- [Material provided]:
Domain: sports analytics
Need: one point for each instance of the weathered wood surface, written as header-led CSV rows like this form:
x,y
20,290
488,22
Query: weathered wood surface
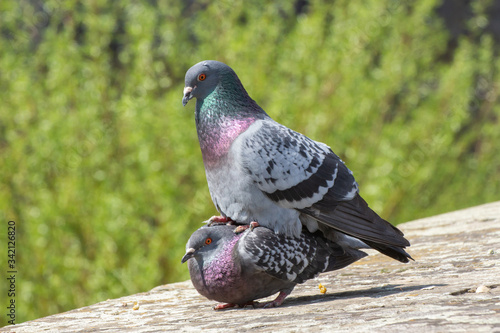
x,y
453,286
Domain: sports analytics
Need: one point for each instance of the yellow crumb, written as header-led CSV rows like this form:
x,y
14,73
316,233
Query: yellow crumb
x,y
322,288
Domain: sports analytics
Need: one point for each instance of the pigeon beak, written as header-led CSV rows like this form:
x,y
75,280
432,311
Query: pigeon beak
x,y
187,95
189,254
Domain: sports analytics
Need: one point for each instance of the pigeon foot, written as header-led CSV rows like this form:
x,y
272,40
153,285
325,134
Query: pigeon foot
x,y
223,306
219,220
244,227
273,304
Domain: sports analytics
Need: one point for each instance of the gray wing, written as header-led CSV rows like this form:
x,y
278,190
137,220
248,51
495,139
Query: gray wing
x,y
293,259
297,172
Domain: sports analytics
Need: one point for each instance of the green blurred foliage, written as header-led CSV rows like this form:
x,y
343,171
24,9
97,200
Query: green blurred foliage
x,y
100,164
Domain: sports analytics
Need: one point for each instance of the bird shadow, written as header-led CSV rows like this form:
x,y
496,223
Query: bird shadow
x,y
374,292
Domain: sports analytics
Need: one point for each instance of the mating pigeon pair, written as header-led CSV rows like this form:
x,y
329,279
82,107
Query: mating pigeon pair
x,y
261,172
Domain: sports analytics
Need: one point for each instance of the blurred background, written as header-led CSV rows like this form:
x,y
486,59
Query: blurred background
x,y
100,164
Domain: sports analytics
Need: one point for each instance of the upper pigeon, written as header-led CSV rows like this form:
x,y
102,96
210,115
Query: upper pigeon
x,y
259,170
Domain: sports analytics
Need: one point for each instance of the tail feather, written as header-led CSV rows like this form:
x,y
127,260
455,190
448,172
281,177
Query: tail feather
x,y
356,219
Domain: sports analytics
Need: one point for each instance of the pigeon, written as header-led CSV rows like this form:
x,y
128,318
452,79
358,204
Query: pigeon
x,y
259,171
238,268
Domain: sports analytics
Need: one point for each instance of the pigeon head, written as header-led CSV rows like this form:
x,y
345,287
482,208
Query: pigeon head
x,y
205,241
203,78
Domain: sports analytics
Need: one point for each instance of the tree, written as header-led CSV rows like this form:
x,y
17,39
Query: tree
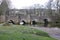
x,y
4,8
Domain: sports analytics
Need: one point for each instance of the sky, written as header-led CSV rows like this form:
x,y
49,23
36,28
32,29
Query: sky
x,y
18,4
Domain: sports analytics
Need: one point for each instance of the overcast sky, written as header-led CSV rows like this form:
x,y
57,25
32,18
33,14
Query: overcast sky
x,y
26,3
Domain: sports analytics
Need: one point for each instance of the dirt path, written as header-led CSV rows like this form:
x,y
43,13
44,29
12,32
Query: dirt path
x,y
53,32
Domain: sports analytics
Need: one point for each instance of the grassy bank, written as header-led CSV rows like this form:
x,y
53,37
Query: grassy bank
x,y
19,32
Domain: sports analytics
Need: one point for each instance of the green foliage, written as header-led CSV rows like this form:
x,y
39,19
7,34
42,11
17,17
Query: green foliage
x,y
19,32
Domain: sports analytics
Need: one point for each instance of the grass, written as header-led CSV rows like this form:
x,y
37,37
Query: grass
x,y
19,32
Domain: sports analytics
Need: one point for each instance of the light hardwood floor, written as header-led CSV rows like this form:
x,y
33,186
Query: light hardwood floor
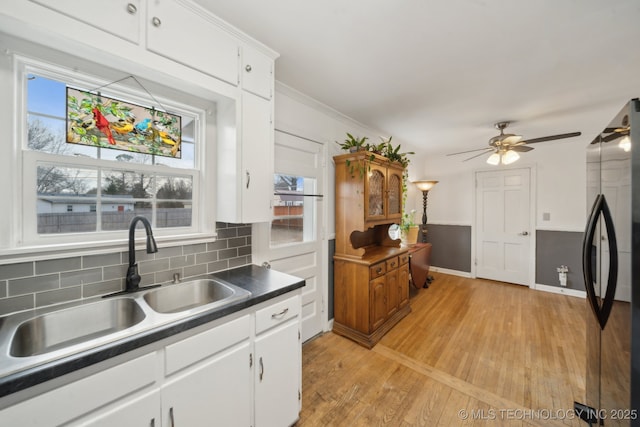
x,y
471,352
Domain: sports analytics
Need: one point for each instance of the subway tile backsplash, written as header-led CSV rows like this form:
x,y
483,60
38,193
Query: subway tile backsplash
x,y
35,284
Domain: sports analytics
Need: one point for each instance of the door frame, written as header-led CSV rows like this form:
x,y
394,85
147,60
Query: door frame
x,y
532,216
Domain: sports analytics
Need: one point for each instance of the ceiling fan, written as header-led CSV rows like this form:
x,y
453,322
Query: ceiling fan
x,y
506,146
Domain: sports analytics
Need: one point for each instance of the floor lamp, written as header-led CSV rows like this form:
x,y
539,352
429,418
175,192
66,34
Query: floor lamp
x,y
424,186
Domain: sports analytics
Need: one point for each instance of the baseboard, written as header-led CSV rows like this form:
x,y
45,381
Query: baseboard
x,y
452,272
559,290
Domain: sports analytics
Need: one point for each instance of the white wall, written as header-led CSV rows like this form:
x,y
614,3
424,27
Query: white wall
x,y
303,116
560,184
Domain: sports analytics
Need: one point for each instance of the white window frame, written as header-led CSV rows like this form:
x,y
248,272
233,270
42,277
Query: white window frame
x,y
24,237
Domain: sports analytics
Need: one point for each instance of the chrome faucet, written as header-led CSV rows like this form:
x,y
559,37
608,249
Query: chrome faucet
x,y
133,278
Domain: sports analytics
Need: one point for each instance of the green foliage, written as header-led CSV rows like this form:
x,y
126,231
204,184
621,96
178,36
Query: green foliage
x,y
351,141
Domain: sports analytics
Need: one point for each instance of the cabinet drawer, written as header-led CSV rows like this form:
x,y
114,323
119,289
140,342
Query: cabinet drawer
x,y
277,313
404,258
205,344
377,270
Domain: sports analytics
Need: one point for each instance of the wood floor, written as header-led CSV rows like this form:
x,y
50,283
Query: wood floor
x,y
472,352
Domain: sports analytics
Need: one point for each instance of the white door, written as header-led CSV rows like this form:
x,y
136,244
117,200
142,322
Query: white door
x,y
291,243
503,225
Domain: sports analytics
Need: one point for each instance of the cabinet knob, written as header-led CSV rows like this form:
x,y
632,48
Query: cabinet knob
x,y
282,313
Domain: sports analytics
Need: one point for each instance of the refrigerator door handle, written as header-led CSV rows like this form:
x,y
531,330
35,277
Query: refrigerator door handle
x,y
601,312
612,280
587,263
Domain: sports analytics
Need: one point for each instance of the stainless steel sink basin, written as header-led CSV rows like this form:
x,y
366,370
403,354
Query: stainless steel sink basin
x,y
61,329
194,294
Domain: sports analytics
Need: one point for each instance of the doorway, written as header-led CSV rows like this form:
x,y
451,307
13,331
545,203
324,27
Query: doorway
x,y
503,233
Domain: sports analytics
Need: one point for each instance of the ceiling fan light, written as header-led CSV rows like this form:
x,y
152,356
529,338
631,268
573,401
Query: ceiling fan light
x,y
625,143
494,159
509,157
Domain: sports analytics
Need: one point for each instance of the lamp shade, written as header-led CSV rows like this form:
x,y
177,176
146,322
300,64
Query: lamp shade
x,y
425,185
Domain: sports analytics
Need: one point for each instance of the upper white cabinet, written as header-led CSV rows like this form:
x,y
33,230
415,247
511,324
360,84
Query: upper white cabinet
x,y
176,30
257,73
122,18
245,164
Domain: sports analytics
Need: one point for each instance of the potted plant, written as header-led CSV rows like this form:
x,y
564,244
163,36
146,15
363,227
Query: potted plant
x,y
408,227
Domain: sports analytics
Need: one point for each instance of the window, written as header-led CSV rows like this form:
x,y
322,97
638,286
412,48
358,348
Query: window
x,y
293,210
70,188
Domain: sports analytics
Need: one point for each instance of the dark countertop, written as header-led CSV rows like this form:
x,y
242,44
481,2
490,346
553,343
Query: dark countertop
x,y
264,284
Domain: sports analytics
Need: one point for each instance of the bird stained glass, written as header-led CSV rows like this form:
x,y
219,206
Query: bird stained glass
x,y
100,121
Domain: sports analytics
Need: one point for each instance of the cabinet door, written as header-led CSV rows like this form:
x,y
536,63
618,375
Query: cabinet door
x,y
374,197
120,18
191,38
257,72
140,411
393,295
377,302
257,159
394,194
217,392
277,375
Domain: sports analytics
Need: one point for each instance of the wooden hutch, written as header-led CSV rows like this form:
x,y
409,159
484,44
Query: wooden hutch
x,y
371,272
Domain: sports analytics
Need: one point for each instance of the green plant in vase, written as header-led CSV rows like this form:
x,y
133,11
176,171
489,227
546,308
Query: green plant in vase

- [Prompt]: If a line in the records above has the word "vase", copy it out.

- [Answer to the exercise]:
Need: one point for each instance of the green plant in vase, written as header-led CSV rows like this form:
Query: green plant in vase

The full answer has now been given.